** Work instruction A **
In the passage on QE2 and emerging-market inflation, which country faces the most exposure to inflation?
** Work instruction B **
Continue the passage on QE2 and inflation in emerging economies from the point where it stops.

** Given text **

▽

For every day spent by the Federal Reserve patiently allowing QE2 to end, the notch is turned one degree higher on the stove of emerging nation economies. The Fed’s loose money policy has sent investors scrambling to emerging markets such as those of China, India, Brazil and Russia. Since the inception of QE2, the Chinese and Indian capital markets have been soaked with foreign investment, driving growth in its economies…and inflation along with it.
China faces the most exposure to inflation, having recently showcased a widening trade surplus. The rise in prices of yuan-denominated goods puts pressure on the central bank to allow the Reminbi to appreciate – and fast. Complicating the situation is China’s loosening grip on the globalization of its currency. The Chinese will lean on the cautious side in this matter, making any currency fluctuations a long, drawn-out process.

△

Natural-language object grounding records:
▽

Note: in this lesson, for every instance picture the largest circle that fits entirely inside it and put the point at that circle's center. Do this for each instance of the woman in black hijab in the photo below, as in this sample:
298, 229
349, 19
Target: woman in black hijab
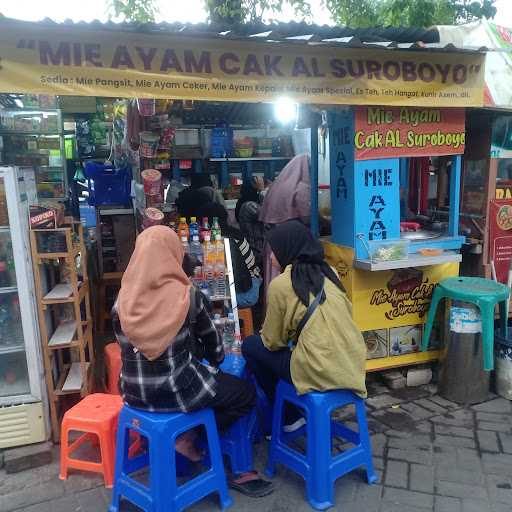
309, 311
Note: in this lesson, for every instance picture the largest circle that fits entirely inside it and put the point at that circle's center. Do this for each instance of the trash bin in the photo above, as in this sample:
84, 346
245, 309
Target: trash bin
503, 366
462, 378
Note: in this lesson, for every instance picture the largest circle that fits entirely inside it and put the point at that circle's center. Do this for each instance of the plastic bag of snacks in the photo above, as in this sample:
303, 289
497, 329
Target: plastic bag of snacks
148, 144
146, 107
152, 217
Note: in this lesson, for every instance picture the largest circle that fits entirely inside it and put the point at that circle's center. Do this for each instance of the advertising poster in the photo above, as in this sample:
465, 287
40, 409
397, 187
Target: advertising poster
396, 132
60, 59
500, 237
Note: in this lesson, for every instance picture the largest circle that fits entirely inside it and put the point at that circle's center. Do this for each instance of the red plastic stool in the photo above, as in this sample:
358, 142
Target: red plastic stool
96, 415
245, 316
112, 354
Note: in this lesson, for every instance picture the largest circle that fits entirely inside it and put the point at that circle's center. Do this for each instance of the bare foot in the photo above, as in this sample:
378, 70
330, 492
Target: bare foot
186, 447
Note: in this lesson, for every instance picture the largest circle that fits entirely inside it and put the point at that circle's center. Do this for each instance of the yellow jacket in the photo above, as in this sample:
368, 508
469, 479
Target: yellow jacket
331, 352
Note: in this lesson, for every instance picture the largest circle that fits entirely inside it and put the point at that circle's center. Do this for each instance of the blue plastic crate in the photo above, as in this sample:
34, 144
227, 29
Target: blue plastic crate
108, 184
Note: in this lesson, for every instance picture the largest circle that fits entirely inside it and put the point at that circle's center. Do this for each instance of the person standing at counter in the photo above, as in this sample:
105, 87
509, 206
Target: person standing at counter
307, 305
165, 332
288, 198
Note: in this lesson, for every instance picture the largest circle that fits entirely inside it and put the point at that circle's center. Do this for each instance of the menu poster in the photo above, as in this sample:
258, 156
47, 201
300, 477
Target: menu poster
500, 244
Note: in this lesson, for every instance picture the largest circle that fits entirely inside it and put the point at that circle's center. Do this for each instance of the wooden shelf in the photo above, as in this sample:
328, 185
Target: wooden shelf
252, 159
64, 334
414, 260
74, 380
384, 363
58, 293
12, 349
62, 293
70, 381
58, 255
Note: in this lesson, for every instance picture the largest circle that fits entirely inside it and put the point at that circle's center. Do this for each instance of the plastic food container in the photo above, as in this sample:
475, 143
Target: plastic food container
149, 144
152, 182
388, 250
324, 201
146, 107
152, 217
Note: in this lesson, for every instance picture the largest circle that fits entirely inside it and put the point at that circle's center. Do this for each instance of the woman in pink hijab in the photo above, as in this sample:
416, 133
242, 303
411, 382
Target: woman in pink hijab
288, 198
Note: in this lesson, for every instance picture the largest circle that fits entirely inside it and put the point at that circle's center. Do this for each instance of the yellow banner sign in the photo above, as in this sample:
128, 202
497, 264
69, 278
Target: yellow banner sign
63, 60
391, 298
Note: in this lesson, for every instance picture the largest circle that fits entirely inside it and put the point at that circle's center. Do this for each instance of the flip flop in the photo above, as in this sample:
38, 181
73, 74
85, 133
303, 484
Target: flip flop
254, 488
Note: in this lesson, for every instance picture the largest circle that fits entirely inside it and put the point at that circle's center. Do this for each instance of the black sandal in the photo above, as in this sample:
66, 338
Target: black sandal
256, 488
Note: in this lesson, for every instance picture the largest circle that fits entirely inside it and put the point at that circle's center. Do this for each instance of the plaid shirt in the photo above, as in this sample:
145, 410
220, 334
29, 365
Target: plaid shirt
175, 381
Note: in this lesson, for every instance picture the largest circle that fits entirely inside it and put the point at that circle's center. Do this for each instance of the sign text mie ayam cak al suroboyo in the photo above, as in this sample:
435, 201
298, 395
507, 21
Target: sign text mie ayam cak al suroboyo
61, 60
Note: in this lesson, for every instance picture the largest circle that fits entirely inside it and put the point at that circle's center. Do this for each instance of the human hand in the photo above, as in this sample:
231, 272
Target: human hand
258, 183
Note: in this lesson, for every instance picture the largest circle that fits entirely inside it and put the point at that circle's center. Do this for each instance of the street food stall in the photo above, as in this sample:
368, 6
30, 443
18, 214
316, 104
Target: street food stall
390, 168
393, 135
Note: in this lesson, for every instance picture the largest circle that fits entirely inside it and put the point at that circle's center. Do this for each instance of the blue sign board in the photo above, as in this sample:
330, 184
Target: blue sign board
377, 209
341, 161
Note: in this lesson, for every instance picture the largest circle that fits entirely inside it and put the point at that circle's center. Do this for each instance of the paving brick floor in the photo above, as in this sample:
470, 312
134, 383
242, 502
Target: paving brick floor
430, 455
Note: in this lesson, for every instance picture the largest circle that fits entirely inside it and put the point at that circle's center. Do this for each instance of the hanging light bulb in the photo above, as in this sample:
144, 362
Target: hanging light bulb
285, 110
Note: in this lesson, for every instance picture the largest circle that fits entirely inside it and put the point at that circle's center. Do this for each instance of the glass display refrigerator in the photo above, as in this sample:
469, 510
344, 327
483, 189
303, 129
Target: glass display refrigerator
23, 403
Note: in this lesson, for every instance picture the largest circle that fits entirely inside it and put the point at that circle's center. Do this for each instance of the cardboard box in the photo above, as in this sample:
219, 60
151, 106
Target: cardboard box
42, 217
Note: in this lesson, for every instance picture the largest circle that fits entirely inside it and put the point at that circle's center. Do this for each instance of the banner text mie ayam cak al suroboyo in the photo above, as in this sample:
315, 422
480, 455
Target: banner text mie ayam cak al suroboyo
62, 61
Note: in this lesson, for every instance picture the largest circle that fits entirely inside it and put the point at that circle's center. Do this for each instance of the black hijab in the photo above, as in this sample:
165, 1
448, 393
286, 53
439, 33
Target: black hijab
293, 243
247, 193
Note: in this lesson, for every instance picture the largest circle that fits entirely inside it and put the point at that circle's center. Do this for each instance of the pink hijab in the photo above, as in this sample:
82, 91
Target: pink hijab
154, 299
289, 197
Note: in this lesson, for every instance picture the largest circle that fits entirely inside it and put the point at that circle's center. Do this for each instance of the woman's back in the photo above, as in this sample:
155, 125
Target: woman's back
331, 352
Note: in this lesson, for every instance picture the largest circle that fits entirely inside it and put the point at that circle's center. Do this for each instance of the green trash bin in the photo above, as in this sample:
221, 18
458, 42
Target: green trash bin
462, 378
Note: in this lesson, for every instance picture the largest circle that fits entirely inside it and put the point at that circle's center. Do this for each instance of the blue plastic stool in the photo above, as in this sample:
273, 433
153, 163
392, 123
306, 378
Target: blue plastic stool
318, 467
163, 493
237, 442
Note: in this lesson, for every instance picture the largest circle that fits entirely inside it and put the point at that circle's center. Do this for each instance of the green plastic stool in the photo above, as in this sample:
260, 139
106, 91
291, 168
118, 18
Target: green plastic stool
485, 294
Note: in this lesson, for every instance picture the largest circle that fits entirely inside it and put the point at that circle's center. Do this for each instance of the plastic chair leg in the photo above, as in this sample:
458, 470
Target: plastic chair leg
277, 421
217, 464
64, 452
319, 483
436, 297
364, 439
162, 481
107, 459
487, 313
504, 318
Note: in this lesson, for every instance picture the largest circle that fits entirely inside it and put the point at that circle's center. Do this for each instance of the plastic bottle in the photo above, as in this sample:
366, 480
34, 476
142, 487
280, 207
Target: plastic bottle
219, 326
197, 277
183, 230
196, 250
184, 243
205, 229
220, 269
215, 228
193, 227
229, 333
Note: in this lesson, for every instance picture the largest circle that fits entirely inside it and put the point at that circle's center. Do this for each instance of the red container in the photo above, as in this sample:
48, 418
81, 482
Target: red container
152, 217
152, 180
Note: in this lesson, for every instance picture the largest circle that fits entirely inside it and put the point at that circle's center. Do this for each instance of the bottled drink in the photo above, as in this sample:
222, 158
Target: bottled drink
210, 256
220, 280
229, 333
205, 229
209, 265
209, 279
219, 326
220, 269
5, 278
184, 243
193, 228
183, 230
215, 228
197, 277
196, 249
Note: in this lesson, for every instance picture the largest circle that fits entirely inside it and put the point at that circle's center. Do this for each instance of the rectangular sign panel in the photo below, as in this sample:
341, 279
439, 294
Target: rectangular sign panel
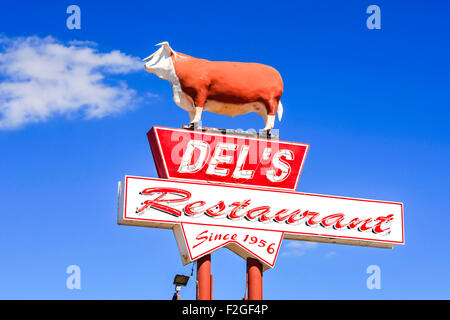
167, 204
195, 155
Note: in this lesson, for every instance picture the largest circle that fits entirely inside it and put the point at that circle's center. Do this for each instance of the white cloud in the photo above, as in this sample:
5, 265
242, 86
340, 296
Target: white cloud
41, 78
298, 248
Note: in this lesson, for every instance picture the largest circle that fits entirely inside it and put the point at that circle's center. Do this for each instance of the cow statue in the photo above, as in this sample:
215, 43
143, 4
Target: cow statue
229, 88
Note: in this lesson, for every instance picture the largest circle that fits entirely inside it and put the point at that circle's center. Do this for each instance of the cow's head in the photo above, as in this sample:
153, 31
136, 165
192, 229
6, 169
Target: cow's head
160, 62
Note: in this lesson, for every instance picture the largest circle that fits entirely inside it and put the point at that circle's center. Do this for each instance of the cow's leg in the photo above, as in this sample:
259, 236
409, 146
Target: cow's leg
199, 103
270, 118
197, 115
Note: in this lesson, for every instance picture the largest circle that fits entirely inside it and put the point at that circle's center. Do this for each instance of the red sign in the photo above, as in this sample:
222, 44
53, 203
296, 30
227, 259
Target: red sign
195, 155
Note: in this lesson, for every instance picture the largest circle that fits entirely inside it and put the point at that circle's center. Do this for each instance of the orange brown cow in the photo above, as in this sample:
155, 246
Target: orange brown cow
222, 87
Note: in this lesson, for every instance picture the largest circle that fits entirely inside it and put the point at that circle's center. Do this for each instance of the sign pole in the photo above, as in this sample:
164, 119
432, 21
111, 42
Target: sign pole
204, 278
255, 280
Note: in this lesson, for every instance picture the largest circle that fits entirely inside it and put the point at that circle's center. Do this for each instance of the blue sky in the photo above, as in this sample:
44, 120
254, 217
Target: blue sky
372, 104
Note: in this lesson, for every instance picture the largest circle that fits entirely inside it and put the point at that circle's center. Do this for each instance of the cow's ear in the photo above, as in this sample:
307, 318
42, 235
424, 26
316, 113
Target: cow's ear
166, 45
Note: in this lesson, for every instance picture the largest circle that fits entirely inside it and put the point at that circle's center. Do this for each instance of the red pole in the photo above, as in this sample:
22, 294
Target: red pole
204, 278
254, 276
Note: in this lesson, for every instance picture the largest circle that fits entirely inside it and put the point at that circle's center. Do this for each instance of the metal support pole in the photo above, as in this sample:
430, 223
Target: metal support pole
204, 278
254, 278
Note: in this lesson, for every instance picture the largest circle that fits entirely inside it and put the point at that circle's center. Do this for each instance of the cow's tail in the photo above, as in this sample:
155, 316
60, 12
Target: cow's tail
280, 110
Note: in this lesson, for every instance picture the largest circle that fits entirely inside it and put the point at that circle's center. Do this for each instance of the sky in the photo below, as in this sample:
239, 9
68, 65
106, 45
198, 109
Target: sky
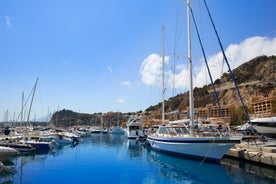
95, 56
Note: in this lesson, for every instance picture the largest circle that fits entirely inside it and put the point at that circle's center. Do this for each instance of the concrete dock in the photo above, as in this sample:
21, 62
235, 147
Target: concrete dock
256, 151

△

** Result A **
China

** Result B **
India and Brazil have suffered from the same inflation as China – India to a lesser extent. Brazil’s capital inflow appears to be far from over, with investors pumping money into the country that will play host to both the World Cup and Olympics over the next five years. Growth of 5.5 to 6% over the next year is expected for an economy that is becoming a more of a global player every day.
I expect the economies of the three emerging nations described to move in close tandem with one another, as growth figures are in the same ballpark and strong trade relations exist between China and Brazil. The duration of the Fed’s QE2 exit strategy will play an important role in the strategy taken by central banks to contain inflation and restore consumer prices.